Texte:
Lectures réconfort 17

Nous avons proposé à nos auteurs et collaborateurs de rédiger, s’ils le veulent, un court texte donnant un conseil de lecture genre « comfort books » pour le confinement, que l’on distillera au fil des jours…
Au tour de Annaïg Houesnard.

Un comfort book ? Un comfort book, alors, mais qu’est-ce donc au juste ? On dirait que le terme s’applique mieux à ces livres qu’on peut relire sans se lasser, non pas tant pour leur histoire, qu’on connaît déjà, mais pour se replonger dans l’atmosphère bien particulière dont ils sont imprégnés. L’un de ces rares élus est The Elfin Ship de James P. Blaylock, ou Le Vaisseau elfique dans sa superbe traduction de Pierre-Paul Durastanti.

Énoncé 1: Indiquez combien de lignes ci-dessous contiennent le mot « white ». Donnez seulement le nombre.
Le texte sur les lectures réconfort et les lignes qui suivent ne viennent pas de la même source.

Entrées d'un jeu de données:
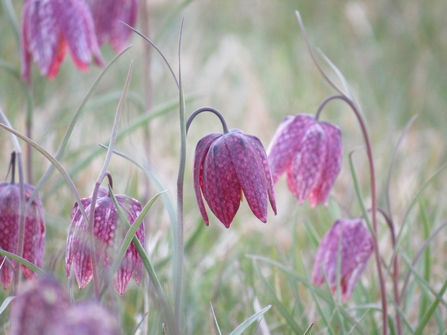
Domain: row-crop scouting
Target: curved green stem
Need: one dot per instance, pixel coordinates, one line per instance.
(373, 201)
(207, 109)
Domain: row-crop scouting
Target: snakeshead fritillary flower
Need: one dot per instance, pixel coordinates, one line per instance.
(225, 165)
(108, 14)
(34, 239)
(310, 152)
(106, 228)
(44, 308)
(356, 247)
(49, 27)
(39, 308)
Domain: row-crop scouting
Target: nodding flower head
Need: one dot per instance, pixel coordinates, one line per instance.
(355, 243)
(108, 233)
(108, 15)
(34, 238)
(227, 165)
(49, 28)
(310, 152)
(44, 308)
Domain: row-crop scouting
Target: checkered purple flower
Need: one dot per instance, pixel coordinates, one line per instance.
(108, 232)
(108, 14)
(49, 28)
(34, 239)
(310, 152)
(356, 246)
(227, 166)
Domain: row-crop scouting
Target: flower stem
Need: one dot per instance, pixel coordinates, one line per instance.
(207, 109)
(373, 201)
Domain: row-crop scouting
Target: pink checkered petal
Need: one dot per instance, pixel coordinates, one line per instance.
(307, 166)
(41, 37)
(201, 150)
(356, 249)
(259, 148)
(332, 166)
(250, 172)
(221, 187)
(286, 142)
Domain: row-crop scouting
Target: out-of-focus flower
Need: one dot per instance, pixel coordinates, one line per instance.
(356, 246)
(43, 308)
(34, 239)
(226, 165)
(88, 319)
(108, 14)
(40, 308)
(106, 228)
(49, 28)
(310, 152)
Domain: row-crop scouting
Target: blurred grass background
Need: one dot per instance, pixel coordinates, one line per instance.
(248, 59)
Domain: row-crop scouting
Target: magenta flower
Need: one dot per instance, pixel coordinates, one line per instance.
(226, 165)
(34, 239)
(108, 14)
(106, 228)
(39, 308)
(310, 152)
(356, 248)
(49, 27)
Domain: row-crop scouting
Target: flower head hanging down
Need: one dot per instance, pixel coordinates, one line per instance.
(356, 246)
(310, 152)
(225, 165)
(44, 308)
(106, 228)
(49, 27)
(34, 238)
(108, 15)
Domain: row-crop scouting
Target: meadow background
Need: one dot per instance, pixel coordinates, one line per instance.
(248, 59)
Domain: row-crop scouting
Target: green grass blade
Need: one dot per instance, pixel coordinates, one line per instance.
(215, 320)
(278, 304)
(62, 147)
(22, 261)
(244, 325)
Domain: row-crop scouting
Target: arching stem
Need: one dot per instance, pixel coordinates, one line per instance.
(373, 200)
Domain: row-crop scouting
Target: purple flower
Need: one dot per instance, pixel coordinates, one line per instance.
(34, 239)
(40, 308)
(226, 165)
(106, 228)
(108, 14)
(310, 152)
(356, 247)
(49, 27)
(44, 308)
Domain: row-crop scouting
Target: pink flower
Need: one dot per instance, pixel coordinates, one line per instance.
(106, 228)
(33, 246)
(356, 247)
(44, 308)
(310, 152)
(39, 308)
(108, 15)
(49, 28)
(226, 165)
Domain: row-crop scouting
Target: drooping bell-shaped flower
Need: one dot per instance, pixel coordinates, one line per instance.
(109, 232)
(44, 308)
(34, 237)
(310, 152)
(108, 15)
(227, 165)
(355, 243)
(49, 28)
(39, 308)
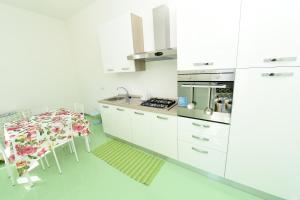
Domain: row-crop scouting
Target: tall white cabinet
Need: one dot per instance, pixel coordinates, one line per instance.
(264, 142)
(207, 34)
(269, 33)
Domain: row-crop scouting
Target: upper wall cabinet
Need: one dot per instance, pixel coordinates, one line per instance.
(119, 38)
(269, 34)
(207, 34)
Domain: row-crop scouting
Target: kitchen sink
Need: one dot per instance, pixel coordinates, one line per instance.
(115, 99)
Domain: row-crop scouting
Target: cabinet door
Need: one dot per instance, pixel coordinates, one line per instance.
(264, 136)
(207, 134)
(202, 157)
(164, 133)
(116, 44)
(207, 34)
(122, 123)
(269, 33)
(141, 129)
(107, 115)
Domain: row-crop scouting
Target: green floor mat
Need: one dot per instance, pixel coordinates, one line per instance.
(135, 163)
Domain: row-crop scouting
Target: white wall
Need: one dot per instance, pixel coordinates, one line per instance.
(36, 67)
(159, 79)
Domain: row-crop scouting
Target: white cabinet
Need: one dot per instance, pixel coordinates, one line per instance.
(208, 134)
(203, 144)
(107, 116)
(142, 134)
(269, 33)
(116, 121)
(264, 138)
(207, 34)
(120, 37)
(152, 131)
(164, 133)
(202, 157)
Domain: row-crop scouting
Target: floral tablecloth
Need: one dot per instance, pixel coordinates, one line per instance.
(29, 140)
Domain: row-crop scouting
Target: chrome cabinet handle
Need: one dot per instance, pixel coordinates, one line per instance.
(203, 64)
(164, 118)
(138, 113)
(195, 124)
(201, 138)
(199, 125)
(206, 126)
(199, 151)
(282, 59)
(284, 74)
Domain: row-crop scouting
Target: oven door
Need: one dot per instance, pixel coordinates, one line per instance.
(201, 95)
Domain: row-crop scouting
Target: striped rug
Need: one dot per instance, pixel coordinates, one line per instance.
(135, 163)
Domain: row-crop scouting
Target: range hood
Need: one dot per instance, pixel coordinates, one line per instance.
(162, 38)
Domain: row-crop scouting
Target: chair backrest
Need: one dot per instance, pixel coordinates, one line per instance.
(79, 108)
(8, 117)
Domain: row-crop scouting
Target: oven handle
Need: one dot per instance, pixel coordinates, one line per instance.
(203, 86)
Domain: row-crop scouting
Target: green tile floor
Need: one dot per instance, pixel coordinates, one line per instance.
(92, 178)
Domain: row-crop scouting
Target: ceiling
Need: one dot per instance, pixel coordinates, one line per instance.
(61, 9)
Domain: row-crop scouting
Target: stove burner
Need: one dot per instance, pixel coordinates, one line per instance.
(159, 103)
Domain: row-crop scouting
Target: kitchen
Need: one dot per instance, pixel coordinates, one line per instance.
(195, 90)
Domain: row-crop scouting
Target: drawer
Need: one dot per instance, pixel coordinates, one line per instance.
(208, 134)
(202, 158)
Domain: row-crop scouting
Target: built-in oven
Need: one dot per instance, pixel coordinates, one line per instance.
(206, 95)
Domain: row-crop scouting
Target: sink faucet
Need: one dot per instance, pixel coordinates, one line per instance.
(127, 93)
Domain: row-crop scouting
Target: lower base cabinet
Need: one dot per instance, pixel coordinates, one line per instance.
(202, 157)
(164, 133)
(116, 120)
(203, 144)
(152, 131)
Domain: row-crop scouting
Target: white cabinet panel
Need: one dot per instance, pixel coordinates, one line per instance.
(208, 134)
(117, 42)
(207, 34)
(164, 133)
(141, 129)
(123, 123)
(202, 157)
(116, 121)
(108, 120)
(269, 30)
(264, 140)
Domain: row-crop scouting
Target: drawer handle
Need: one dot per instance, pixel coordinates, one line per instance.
(201, 138)
(203, 64)
(199, 151)
(286, 74)
(282, 59)
(199, 125)
(164, 118)
(137, 113)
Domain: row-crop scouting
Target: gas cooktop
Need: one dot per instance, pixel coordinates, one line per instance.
(159, 103)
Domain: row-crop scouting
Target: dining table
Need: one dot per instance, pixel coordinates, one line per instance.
(28, 140)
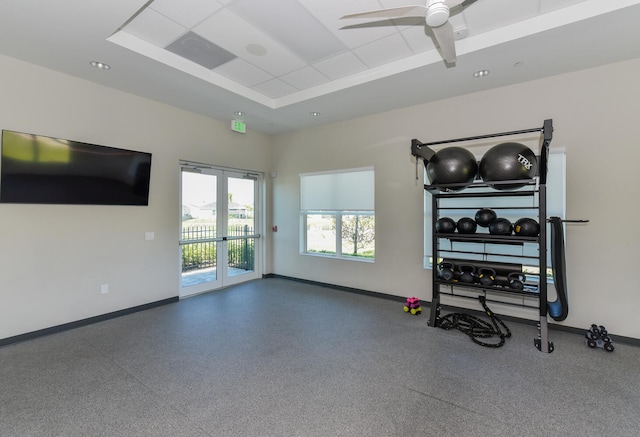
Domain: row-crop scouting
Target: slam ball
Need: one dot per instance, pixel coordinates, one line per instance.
(500, 226)
(485, 216)
(452, 165)
(467, 225)
(506, 162)
(526, 227)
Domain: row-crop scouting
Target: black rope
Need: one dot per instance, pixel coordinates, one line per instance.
(476, 328)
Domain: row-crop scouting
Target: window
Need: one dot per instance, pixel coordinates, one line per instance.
(337, 213)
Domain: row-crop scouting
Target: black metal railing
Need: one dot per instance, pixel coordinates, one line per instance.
(201, 254)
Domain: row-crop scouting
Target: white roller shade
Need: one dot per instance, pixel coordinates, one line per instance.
(344, 190)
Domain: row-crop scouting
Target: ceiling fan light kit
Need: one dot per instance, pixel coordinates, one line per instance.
(436, 16)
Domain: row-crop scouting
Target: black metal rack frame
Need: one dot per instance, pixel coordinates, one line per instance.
(536, 187)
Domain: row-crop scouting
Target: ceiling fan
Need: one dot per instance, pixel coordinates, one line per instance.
(436, 14)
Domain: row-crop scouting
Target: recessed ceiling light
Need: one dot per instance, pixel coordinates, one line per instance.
(100, 65)
(256, 49)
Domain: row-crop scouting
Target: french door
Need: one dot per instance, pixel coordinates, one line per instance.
(219, 233)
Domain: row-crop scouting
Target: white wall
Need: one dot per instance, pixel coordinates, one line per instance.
(595, 114)
(54, 258)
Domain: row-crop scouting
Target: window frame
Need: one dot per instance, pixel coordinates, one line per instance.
(338, 215)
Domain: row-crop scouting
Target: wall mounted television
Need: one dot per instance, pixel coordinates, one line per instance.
(46, 170)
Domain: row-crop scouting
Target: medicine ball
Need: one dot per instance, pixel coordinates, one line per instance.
(452, 165)
(445, 225)
(467, 225)
(500, 226)
(526, 227)
(508, 161)
(485, 216)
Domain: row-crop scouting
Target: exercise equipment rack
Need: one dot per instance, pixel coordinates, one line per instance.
(530, 199)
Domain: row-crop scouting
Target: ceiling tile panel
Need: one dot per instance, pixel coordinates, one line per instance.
(419, 38)
(292, 25)
(243, 72)
(484, 16)
(274, 88)
(383, 51)
(155, 28)
(304, 78)
(340, 65)
(231, 32)
(552, 5)
(329, 13)
(186, 12)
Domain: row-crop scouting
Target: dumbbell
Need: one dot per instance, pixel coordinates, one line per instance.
(467, 273)
(486, 276)
(516, 280)
(446, 271)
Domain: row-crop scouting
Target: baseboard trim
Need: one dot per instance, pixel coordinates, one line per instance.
(552, 326)
(339, 287)
(84, 322)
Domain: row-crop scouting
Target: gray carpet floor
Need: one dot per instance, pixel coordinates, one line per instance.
(275, 357)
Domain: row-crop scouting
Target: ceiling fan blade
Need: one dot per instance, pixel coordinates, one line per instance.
(405, 11)
(454, 3)
(444, 37)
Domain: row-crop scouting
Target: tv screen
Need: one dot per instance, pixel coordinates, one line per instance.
(40, 169)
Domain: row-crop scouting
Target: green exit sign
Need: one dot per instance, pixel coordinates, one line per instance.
(238, 126)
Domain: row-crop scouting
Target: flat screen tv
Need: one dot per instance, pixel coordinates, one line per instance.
(40, 169)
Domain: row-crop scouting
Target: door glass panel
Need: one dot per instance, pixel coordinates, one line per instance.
(199, 229)
(240, 225)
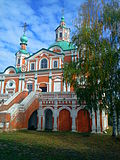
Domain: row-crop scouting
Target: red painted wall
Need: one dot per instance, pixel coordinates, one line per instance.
(83, 121)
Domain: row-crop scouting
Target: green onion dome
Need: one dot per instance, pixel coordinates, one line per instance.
(24, 39)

Énoncé 2: Recopiez mot pour mot l'intégralité du texte sur les lectures réconfort.

Réponse écrite 1: 6

Réponse écrite 2:
Lectures réconfort 17

Nous avons proposé à nos auteurs et collaborateurs de rédiger, s’ils le veulent, un court texte donnant un conseil de lecture genre « comfort books » pour le confinement, que l’on distillera au fil des jours…
Au tour de Annaïg Houesnard.

Un comfort book ? Un comfort book, alors, mais qu’est-ce donc au juste ? On dirait que le terme s’applique mieux à ces livres qu’on peut relire sans se lasser, non pas tant pour leur histoire, qu’on connaît déjà, mais pour se replonger dans l’atmosphère bien particulière dont ils sont imprégnés. L’un de ces rares élus est The Elfin Ship de James P. Blaylock, ou Le Vaisseau elfique dans sa superbe traduction de Pierre-Paul Durastanti.